● EXERCISE PROMPT
Beginning with the line that contains "Point out the blonde hair, one", copy each remaining line of the data below exactly.

● DATA TO USE
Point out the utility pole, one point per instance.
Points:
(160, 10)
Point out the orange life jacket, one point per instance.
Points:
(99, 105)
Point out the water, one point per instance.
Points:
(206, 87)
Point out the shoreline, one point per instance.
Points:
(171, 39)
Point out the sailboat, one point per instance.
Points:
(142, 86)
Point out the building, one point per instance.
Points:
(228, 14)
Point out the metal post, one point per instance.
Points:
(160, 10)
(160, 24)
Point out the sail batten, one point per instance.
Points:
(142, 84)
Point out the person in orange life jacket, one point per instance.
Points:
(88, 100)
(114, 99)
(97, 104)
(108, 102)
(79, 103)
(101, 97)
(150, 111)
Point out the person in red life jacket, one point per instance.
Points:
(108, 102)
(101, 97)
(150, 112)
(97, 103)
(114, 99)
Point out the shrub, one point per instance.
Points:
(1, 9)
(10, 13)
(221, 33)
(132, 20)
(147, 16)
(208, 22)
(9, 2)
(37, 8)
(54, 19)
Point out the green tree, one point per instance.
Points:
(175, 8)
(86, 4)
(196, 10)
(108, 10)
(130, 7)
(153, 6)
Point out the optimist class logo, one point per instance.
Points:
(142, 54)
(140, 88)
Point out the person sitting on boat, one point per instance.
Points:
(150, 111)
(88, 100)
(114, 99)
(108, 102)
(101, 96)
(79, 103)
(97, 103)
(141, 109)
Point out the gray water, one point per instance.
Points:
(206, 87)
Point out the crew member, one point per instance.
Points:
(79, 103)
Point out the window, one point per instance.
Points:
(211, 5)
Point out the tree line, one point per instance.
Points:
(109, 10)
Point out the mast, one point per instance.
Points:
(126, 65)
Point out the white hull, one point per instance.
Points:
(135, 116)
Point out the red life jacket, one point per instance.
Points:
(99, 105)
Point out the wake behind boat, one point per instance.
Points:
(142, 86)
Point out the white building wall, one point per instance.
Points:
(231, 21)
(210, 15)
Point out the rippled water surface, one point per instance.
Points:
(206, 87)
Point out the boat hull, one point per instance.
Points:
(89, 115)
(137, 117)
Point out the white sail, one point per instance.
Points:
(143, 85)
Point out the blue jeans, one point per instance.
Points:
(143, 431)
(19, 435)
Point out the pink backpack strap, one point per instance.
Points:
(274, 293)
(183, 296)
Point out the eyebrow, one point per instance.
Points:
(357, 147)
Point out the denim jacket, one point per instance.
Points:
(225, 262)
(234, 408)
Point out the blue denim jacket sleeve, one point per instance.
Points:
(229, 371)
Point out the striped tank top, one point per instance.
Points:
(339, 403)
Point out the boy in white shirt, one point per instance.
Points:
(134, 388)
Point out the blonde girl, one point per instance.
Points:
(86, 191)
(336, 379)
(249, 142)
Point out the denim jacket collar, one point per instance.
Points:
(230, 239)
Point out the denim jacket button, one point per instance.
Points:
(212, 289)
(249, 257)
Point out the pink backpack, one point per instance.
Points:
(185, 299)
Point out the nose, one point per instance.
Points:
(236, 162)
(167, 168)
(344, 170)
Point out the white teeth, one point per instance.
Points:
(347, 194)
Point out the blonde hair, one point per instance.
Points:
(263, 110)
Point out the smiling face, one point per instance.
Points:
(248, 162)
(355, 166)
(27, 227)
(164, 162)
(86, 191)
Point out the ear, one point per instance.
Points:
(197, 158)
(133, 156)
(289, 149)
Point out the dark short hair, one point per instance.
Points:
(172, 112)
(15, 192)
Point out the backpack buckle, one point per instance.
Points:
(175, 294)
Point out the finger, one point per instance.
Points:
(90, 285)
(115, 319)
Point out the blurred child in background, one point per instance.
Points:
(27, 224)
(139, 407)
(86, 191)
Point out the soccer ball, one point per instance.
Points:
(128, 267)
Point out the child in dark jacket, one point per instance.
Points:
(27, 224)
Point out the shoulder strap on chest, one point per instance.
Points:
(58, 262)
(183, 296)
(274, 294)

● RESPONSE
Point out the blonde hair, one point per instance.
Points:
(263, 110)
Point out the smiling face, one point per instance.
Points:
(248, 162)
(355, 166)
(27, 227)
(164, 162)
(86, 191)
Point out the ear, one point per instance.
Points:
(197, 158)
(133, 156)
(289, 149)
Point out the dark short hair, one point per instance.
Points:
(172, 112)
(15, 192)
Point out the backpack buckle, one point per instance.
Points:
(175, 294)
Point out the finger, one point per instance.
Points:
(90, 285)
(115, 319)
Point out the blurred child in background, one point per instance.
Points:
(27, 224)
(139, 407)
(86, 191)
Point out the soccer ball, one point per instance.
Points:
(128, 267)
Point out the child in dark jacket, one point per instance.
Points:
(27, 224)
Point out the shoulder strap on chest, one point per instance.
Points:
(58, 262)
(183, 296)
(274, 294)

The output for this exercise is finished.